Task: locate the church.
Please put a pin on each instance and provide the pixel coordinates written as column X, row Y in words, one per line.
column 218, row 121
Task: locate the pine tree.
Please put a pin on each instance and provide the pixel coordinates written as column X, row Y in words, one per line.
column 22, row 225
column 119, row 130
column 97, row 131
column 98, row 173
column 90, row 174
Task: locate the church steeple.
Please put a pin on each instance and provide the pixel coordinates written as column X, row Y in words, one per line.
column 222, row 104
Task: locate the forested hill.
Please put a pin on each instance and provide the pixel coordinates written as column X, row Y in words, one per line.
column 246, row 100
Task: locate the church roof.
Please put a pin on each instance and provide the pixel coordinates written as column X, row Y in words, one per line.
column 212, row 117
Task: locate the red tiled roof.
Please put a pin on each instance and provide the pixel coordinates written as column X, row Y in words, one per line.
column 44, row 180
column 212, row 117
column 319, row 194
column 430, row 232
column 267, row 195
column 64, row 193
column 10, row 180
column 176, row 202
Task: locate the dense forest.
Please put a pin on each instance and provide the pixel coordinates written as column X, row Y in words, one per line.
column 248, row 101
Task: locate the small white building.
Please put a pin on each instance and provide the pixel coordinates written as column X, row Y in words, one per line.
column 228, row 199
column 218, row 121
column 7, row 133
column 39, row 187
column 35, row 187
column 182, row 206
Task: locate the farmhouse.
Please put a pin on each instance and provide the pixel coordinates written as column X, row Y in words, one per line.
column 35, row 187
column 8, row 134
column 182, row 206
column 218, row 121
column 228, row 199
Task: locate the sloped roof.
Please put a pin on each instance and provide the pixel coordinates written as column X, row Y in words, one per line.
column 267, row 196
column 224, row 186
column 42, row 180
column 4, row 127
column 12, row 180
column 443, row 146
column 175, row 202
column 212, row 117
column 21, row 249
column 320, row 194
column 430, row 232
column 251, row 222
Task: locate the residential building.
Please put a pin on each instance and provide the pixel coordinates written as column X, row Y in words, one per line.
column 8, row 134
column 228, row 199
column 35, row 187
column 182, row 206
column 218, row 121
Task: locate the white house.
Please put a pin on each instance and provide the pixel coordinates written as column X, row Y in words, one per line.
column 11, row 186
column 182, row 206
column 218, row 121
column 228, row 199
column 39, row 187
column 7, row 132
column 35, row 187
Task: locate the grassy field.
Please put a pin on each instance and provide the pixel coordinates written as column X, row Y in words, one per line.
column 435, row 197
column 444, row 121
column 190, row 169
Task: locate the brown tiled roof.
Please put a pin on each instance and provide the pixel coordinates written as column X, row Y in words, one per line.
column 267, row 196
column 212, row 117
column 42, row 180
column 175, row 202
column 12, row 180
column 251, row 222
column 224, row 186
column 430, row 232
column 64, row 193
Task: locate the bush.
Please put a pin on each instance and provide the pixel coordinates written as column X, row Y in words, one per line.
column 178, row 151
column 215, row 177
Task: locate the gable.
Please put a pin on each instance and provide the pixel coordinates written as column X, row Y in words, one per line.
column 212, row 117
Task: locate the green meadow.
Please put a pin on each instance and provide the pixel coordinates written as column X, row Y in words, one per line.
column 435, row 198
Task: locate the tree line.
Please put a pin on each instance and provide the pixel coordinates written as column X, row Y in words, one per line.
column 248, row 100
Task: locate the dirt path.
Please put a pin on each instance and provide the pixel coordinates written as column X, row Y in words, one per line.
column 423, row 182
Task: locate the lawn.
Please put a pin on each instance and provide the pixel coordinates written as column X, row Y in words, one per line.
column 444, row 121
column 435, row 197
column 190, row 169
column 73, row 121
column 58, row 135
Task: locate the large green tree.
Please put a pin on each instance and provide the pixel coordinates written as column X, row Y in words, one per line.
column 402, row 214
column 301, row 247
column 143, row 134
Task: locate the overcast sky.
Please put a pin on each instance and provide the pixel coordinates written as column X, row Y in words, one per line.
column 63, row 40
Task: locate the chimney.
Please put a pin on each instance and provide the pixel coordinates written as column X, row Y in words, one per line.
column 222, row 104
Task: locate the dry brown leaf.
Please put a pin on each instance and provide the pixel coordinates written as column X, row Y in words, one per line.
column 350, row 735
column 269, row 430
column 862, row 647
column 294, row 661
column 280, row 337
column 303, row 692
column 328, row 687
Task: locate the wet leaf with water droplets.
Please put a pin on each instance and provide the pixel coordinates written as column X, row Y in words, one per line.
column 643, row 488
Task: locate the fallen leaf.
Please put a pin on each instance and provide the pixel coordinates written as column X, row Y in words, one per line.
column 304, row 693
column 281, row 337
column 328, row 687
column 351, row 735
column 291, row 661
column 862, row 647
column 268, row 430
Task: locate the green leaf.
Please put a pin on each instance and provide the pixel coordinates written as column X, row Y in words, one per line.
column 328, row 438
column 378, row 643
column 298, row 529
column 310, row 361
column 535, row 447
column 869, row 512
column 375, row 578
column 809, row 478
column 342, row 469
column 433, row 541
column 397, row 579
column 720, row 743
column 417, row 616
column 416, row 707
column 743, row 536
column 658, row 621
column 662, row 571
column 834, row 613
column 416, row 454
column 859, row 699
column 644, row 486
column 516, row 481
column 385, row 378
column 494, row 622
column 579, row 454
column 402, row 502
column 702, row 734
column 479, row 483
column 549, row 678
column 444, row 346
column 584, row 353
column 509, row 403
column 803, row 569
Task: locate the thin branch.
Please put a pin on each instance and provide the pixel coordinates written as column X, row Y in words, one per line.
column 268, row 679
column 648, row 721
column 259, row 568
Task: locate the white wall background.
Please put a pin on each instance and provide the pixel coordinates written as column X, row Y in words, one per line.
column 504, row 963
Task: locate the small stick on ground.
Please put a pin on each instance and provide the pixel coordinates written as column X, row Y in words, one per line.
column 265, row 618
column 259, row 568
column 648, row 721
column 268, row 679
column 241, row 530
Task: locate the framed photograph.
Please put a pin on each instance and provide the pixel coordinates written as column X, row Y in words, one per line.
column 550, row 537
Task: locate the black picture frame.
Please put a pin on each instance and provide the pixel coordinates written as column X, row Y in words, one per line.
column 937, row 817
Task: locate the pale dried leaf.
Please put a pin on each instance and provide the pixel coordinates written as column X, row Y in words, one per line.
• • • • • • •
Task requirements: Recast every line of the entries above as a single numbered list, leaving out any blank lines.

Reply:
1. Task: locate the church.
2. Please put a pin on each instance and provide the pixel coordinates written as column X, row Y in words, one per line.
3. column 218, row 121
4. Task: locate the pine tree.
5. Please put a pin on each instance and provide the pixel coordinates written as column X, row Y in words, one per line.
6. column 22, row 225
7. column 119, row 130
8. column 97, row 131
9. column 98, row 173
10. column 90, row 174
11. Task: locate the church steeple.
12. Please put a pin on each instance and provide the pixel coordinates written as column X, row Y in words, one per line.
13. column 222, row 104
14. Task: locate the forested hill.
15. Please put a pin on each instance and provide the pixel coordinates written as column X, row Y in words, one per line.
16. column 246, row 100
17. Task: locate the church roof.
18. Please put a pin on each instance and provide the pixel coordinates written as column X, row Y in words, one per line.
19. column 212, row 117
20. Task: locate the red tiled roof.
21. Please put a pin on each instance and provide the pixel coordinates written as column X, row Y in words, one per line.
22. column 44, row 180
23. column 212, row 117
24. column 319, row 194
25. column 430, row 232
26. column 267, row 195
27. column 64, row 193
28. column 10, row 180
29. column 176, row 202
30. Task: locate the dense forest.
31. Please put a pin on each instance and provide the pixel coordinates written as column X, row Y in words, one per line.
32. column 248, row 101
33. Task: locate the small white building.
34. Please put a pin on each instance and provide the pixel coordinates written as column X, row Y in words, one per line.
35. column 228, row 199
36. column 218, row 121
37. column 7, row 133
38. column 39, row 187
39. column 35, row 187
40. column 182, row 206
41. Task: locate the farmhouse.
42. Please put a pin on each instance and provide the pixel coordinates written as column X, row Y in words, one per line.
43. column 35, row 187
44. column 8, row 134
45. column 182, row 206
46. column 218, row 121
47. column 228, row 199
48. Task: locate the sloped roof.
49. Please put a pin on each instance and provide the pixel coordinates written as column X, row Y in words, one per line.
50. column 267, row 196
51. column 224, row 186
52. column 42, row 180
53. column 4, row 127
54. column 12, row 180
55. column 443, row 146
56. column 175, row 202
57. column 212, row 117
58. column 21, row 249
59. column 320, row 194
60. column 430, row 232
61. column 251, row 222
62. Task: locate the residential building.
63. Please put a pin on each instance and provide the pixel coordinates written as column X, row Y in words, one per line.
64. column 8, row 134
65. column 228, row 199
66. column 35, row 187
67. column 182, row 206
68. column 218, row 121
69. Task: locate the white house.
70. Please put a pin on each instance and provide the pixel coordinates written as column X, row Y in words, one per line.
71. column 11, row 186
72. column 182, row 206
73. column 218, row 121
74. column 228, row 199
75. column 39, row 187
76. column 7, row 132
77. column 35, row 187
78. Task: locate the grassy field.
79. Please put a pin on each instance and provide the pixel coordinates written as column X, row Y in words, one per line.
80. column 435, row 197
81. column 444, row 121
82. column 190, row 169
83. Task: locate the brown tiled roof.
84. Please put a pin on each instance and provide the pixel coordinates written as column X, row Y in words, one per line.
85. column 267, row 196
86. column 212, row 117
87. column 42, row 180
88. column 175, row 202
89. column 12, row 180
90. column 251, row 222
91. column 224, row 186
92. column 430, row 232
93. column 64, row 193
94. Task: locate the bush.
95. Please put a pin on each instance and provide the pixel coordinates written as column X, row Y in words, one per line.
96. column 178, row 151
97. column 215, row 177
98. Task: locate the gable.
99. Please put a pin on each instance and provide the pixel coordinates written as column X, row Y in words, one per line.
100. column 212, row 117
101. Task: locate the green meadow.
102. Please put a pin on each instance and provide the pixel coordinates written as column X, row Y in words, one per line.
103. column 435, row 198
104. Task: locate the tree line.
105. Please put a pin on each instance and provide the pixel coordinates written as column X, row Y in words, one per line.
106. column 248, row 100
107. Task: locate the dirt path.
108. Please put a pin on each instance and provide the pixel coordinates written as column X, row Y in words, one per line.
109. column 423, row 182
110. Task: locate the lawn.
111. Please put a pin on each instance and provide the pixel coordinates written as column X, row Y in words, one per line.
112. column 444, row 121
113. column 435, row 197
114. column 190, row 169
115. column 73, row 121
116. column 58, row 135
117. Task: locate the large green tree.
118. Please put a pin on each instance and provide the pixel coordinates written as column X, row Y in words, one per line.
119. column 402, row 214
120. column 301, row 247
121. column 143, row 134
122. Task: locate the overcast sky.
123. Please put a pin on each instance and provide the pixel coordinates written as column X, row Y in words, one per line.
124. column 63, row 40
125. Task: locate the chimney.
126. Please put a pin on each instance and provide the pixel coordinates written as column X, row Y in words, one per line.
127. column 222, row 104
128. Task: locate the dry brown leaf.
129. Please put a pin on each instance and provide the pixel coordinates written as column X, row Y in words, one per line.
130. column 350, row 735
131. column 269, row 430
132. column 862, row 647
133. column 294, row 661
134. column 280, row 337
135. column 303, row 692
136. column 328, row 687
137. Task: locate the wet leaf with water droplets.
138. Please put a pin on each instance and provide the pixel coordinates written as column X, row Y in words, one per line.
139. column 643, row 488
140. Task: locate the fallen leaf.
141. Please put a pin on each instance and provide the pixel coordinates written as column X, row Y in words, one per line.
142. column 304, row 693
143. column 281, row 337
144. column 328, row 687
145. column 351, row 735
146. column 291, row 661
147. column 862, row 647
148. column 268, row 430
149. Task: locate the green leaf.
150. Please put a pin on each instance and provide the pixel coordinates written as column X, row Y in words, one per line.
151. column 328, row 438
152. column 378, row 643
153. column 298, row 529
154. column 310, row 361
155. column 535, row 447
156. column 869, row 512
157. column 375, row 578
158. column 809, row 478
159. column 342, row 469
160. column 433, row 541
161. column 397, row 579
162. column 720, row 743
163. column 417, row 616
164. column 416, row 707
165. column 743, row 536
166. column 658, row 621
167. column 662, row 571
168. column 834, row 613
169. column 416, row 454
170. column 859, row 699
171. column 644, row 486
172. column 516, row 481
173. column 385, row 378
174. column 494, row 622
175. column 579, row 454
176. column 402, row 502
177. column 702, row 734
178. column 479, row 483
179. column 549, row 678
180. column 444, row 346
181. column 584, row 353
182. column 509, row 403
183. column 803, row 569
184. Task: locate the thin branch.
185. Please put a pin on each instance and provide the pixel coordinates written as column X, row Y in words, one per line.
186. column 268, row 679
187. column 648, row 721
188. column 259, row 568
189. Task: locate the white wall background.
190. Please put a pin on each instance and provide the pixel coordinates written as column X, row Y in words, one per line.
191. column 504, row 963
192. Task: locate the small stick on ground.
193. Please put a pin on each instance and provide the pixel coordinates written as column X, row Y in words, one per line.
194. column 265, row 618
195. column 259, row 568
196. column 648, row 721
197. column 268, row 679
198. column 241, row 530
199. Task: locate the framed photograph.
200. Please put a pin on each instance and provide the pixel coordinates written as column X, row Y in words, one per line.
201. column 550, row 537
202. Task: locate the black picture frame.
203. Please put a pin on each instance and provide the pixel coordinates written as column X, row Y in words, one per line.
204. column 937, row 817
205. Task: locate the pale dried leaf.
206. Please put a pin on each instance and provide the pixel coordinates written as column X, row Y in words, one per line.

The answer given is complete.